WORK TASK: Using the records that appear below, write out exactly the lines from the one with "Target: black jacket" through the one with "Target: child's sneaker", keeping both end lines.

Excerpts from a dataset
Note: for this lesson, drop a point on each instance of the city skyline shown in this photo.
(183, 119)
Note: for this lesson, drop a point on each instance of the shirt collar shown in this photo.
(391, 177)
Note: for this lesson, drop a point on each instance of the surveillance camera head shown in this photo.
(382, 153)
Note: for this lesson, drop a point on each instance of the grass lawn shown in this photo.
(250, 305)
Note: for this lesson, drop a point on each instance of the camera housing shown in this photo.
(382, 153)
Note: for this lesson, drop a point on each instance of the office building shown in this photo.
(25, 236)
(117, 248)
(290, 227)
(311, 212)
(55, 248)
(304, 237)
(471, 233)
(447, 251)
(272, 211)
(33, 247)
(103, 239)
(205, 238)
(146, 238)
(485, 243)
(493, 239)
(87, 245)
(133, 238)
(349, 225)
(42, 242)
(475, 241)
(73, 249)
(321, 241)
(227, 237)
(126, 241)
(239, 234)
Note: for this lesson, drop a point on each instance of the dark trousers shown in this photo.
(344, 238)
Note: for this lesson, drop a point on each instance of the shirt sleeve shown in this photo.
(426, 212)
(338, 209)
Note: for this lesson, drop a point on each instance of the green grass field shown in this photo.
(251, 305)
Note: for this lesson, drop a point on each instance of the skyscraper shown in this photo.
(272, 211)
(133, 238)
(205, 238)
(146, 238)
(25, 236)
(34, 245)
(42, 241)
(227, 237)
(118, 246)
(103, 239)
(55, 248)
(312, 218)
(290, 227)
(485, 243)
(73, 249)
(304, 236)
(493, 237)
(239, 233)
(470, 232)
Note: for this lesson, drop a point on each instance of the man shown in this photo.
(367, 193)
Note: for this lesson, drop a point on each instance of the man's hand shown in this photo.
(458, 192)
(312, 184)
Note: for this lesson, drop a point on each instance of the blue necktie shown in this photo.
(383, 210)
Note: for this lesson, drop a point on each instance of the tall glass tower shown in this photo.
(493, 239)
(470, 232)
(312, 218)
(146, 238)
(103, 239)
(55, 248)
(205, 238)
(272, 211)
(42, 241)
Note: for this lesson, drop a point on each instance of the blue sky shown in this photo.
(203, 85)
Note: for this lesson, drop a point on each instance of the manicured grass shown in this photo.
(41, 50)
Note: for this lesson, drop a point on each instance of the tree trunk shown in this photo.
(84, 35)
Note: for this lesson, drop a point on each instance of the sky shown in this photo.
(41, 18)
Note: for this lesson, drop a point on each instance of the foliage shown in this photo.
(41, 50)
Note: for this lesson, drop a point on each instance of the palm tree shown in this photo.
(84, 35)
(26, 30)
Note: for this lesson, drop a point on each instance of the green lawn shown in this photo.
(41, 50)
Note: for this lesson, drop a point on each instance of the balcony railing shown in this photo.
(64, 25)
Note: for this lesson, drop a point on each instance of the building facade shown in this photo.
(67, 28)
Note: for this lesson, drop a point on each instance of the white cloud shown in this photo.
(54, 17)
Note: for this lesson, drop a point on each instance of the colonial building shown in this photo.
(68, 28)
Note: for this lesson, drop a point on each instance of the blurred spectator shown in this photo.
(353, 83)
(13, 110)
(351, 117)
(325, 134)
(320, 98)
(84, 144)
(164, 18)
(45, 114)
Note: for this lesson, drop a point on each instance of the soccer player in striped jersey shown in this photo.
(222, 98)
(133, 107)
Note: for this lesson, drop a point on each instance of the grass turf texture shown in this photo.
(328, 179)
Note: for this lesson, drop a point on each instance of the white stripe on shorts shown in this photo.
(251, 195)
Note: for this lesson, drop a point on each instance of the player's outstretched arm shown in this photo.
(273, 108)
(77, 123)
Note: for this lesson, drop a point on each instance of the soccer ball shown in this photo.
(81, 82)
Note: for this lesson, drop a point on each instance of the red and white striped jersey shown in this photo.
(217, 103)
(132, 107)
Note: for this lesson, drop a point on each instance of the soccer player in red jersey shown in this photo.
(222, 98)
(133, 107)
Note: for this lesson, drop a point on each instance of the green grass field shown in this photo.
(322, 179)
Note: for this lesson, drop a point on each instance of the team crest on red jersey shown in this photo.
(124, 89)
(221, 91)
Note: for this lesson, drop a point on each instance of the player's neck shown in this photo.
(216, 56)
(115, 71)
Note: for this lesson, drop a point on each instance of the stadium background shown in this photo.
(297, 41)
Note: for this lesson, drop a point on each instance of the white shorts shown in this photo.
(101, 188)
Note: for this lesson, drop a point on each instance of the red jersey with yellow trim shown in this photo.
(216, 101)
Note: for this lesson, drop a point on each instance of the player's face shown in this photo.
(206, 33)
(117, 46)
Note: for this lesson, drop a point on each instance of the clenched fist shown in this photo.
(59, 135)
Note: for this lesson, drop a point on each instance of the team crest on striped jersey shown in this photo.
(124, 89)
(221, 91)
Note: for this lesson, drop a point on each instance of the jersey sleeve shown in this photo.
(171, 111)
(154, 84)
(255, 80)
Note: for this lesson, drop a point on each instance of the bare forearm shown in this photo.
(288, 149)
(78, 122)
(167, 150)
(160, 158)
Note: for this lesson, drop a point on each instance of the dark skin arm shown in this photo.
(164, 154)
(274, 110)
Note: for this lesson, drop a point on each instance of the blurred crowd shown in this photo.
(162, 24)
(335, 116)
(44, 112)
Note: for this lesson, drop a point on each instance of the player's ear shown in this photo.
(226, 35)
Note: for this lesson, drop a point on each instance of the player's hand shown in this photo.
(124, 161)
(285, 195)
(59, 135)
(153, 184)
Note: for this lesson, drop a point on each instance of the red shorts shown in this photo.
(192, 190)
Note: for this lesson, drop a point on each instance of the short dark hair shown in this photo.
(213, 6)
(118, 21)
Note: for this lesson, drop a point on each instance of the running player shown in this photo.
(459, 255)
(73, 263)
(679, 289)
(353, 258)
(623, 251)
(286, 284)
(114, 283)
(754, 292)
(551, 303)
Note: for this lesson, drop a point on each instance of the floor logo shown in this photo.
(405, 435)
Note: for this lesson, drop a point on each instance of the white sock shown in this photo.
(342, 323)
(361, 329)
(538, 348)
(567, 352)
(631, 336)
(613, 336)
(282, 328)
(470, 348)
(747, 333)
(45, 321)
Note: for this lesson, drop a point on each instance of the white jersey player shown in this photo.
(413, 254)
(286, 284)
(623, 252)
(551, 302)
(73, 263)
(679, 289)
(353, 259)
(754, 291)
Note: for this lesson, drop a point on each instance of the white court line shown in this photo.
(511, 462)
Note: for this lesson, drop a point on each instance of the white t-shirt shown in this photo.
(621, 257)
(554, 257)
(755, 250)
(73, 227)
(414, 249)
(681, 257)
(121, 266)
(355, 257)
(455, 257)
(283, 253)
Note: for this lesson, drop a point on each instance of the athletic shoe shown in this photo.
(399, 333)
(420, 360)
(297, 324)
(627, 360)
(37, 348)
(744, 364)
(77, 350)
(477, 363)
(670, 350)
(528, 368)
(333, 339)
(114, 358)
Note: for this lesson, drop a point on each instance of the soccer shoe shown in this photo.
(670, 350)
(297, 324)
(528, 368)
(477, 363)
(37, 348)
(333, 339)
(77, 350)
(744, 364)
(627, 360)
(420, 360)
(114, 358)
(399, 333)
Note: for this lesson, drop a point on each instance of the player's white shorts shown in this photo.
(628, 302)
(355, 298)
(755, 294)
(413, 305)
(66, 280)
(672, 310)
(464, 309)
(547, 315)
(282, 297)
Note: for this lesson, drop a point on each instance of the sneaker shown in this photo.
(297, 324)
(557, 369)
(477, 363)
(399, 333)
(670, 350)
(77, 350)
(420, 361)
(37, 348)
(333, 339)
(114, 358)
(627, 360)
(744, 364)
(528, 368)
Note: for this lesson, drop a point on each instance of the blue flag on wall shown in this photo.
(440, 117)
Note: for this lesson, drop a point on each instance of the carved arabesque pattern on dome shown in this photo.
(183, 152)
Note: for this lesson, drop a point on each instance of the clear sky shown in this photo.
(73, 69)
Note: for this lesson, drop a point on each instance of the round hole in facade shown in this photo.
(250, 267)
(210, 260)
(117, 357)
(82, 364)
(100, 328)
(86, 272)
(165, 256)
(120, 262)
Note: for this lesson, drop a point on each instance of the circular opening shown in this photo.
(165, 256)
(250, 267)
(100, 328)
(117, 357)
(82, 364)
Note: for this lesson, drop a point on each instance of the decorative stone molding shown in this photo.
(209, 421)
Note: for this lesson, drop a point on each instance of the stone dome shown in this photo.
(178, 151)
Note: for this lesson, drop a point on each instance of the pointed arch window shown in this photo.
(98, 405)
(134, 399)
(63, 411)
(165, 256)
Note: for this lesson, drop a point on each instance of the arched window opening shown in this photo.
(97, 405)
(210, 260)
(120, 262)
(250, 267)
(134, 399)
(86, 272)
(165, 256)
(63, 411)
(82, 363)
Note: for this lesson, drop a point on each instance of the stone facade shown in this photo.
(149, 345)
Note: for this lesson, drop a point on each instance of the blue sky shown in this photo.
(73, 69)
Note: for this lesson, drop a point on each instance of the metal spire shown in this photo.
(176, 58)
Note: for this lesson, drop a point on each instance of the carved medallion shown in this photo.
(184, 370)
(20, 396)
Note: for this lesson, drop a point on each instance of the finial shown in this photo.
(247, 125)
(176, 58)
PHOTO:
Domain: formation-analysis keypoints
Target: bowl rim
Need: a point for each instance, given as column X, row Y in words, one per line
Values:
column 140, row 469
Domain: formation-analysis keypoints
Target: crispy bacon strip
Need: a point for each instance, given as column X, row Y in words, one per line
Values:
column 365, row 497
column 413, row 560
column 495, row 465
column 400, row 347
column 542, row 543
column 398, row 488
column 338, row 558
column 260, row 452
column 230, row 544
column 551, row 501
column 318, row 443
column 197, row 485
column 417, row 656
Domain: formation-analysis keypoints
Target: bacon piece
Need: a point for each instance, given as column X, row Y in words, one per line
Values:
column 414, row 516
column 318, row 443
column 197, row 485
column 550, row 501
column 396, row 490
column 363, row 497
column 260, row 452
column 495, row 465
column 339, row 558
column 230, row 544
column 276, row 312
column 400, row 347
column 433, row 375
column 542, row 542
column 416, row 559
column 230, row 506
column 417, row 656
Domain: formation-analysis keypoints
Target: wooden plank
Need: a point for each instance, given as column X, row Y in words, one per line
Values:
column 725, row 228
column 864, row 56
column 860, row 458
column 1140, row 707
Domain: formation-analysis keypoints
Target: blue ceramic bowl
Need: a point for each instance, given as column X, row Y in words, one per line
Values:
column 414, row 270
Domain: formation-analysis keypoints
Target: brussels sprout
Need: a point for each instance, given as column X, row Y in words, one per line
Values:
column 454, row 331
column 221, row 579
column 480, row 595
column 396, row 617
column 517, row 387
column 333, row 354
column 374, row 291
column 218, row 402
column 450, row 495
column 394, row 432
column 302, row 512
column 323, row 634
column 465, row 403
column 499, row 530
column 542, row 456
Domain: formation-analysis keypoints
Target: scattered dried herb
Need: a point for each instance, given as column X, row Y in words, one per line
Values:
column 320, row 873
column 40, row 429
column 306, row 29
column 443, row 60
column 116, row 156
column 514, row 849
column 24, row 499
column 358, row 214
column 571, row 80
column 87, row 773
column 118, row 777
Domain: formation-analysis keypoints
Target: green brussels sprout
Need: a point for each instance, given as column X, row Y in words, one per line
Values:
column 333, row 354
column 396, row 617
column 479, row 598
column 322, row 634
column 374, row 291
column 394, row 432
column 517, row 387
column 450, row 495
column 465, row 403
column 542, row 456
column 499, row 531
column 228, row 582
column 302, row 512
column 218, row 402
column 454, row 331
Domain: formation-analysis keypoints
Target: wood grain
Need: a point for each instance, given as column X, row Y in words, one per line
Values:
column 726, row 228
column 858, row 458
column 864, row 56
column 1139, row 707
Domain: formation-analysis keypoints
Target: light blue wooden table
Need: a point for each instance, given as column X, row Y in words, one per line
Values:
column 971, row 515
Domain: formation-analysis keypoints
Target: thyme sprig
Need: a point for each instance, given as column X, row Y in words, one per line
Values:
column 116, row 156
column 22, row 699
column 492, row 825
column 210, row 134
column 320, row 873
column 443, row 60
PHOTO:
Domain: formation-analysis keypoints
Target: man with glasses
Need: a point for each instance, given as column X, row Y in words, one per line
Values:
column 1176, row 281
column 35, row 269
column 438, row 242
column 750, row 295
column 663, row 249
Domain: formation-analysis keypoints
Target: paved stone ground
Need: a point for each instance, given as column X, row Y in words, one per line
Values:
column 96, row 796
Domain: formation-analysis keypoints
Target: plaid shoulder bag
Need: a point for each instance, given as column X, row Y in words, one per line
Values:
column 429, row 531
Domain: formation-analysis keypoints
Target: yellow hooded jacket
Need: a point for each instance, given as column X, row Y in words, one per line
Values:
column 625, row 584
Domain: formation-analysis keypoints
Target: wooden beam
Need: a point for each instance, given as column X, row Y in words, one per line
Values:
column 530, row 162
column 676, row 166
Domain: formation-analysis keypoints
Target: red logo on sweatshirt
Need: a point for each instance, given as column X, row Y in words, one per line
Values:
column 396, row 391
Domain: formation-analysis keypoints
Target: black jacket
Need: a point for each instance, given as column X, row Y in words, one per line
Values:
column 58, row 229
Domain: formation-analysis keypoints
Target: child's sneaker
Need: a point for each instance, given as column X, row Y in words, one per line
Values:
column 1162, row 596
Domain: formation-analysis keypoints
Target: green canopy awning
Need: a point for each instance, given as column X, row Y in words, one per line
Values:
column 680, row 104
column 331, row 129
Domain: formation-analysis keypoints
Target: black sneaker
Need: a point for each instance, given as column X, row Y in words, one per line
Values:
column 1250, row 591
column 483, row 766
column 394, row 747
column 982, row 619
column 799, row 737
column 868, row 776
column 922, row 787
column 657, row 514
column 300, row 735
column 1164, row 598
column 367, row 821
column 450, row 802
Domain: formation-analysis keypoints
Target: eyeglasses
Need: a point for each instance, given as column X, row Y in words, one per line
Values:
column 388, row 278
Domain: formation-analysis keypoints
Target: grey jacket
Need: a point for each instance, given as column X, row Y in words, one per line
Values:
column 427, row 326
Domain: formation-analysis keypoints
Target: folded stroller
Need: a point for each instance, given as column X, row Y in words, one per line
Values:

RESULT OF THE TASK:
Target: black jacket
Need: a point for each instance, given as column X, row Y in words, one per line
Values:
column 58, row 229
Domain: formation-analysis keypoints
Target: child's sneaker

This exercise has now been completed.